◆ WORK REQUIRED
Reproduce the records from their first line through the line that contains "# example of the reply layout", with both ends included and each line kept as it is.

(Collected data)
=-=-=

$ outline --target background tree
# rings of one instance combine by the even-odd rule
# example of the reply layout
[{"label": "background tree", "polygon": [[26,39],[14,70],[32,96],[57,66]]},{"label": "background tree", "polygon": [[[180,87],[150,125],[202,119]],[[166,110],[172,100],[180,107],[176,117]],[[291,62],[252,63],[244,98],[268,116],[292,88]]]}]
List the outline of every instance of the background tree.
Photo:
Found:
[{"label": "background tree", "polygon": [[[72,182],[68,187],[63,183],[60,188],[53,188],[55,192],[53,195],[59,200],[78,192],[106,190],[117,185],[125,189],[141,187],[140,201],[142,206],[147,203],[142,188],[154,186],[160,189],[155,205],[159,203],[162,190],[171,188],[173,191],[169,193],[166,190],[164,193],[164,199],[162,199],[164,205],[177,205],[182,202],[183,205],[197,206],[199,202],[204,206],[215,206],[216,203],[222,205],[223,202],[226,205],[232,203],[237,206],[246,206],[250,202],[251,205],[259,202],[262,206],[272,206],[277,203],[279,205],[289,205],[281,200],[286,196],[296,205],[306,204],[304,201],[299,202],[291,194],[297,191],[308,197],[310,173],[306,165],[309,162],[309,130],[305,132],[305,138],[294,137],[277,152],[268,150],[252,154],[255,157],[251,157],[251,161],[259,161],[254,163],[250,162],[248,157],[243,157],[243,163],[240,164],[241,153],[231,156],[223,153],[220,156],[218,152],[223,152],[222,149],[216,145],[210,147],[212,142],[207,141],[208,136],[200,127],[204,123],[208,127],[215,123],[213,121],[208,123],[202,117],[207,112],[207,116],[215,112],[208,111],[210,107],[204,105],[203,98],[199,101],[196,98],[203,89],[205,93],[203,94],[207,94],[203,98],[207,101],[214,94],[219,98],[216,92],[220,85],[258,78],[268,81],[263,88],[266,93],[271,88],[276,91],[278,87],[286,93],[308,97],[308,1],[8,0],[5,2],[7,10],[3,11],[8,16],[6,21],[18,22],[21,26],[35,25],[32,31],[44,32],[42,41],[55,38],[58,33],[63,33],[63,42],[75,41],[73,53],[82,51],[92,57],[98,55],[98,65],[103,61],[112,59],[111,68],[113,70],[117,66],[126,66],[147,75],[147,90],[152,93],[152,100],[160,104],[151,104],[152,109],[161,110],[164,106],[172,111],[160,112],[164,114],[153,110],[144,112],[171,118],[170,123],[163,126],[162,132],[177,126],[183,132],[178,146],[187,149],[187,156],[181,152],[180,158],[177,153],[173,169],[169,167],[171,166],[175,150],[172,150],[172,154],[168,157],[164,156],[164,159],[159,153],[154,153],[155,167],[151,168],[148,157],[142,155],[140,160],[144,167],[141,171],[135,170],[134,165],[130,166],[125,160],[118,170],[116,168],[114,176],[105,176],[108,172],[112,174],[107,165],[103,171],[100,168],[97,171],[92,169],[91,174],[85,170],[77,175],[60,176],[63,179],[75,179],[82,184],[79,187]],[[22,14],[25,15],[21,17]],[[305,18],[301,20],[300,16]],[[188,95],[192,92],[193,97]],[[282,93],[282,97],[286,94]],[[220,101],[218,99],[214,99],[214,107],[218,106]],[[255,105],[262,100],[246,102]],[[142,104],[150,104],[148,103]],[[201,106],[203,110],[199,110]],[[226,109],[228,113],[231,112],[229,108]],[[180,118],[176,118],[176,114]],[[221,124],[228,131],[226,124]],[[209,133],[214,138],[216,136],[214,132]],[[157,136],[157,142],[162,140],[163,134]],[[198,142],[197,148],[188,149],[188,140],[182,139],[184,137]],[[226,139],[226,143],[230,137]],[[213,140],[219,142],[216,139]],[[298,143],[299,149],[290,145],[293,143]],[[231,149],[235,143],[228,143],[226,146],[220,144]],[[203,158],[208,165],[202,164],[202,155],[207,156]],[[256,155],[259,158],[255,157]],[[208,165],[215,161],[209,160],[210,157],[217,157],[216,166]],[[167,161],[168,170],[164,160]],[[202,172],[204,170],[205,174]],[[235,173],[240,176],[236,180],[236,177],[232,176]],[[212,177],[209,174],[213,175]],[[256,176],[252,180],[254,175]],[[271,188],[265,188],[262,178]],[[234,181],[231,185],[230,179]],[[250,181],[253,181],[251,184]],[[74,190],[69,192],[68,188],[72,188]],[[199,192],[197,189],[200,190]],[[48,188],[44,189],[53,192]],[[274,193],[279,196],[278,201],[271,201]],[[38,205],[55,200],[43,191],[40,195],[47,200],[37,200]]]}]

=-=-=

◆ EXERCISE OUTPUT
$ outline --target background tree
# rings of one instance combine by the even-odd rule
# example of the reply layout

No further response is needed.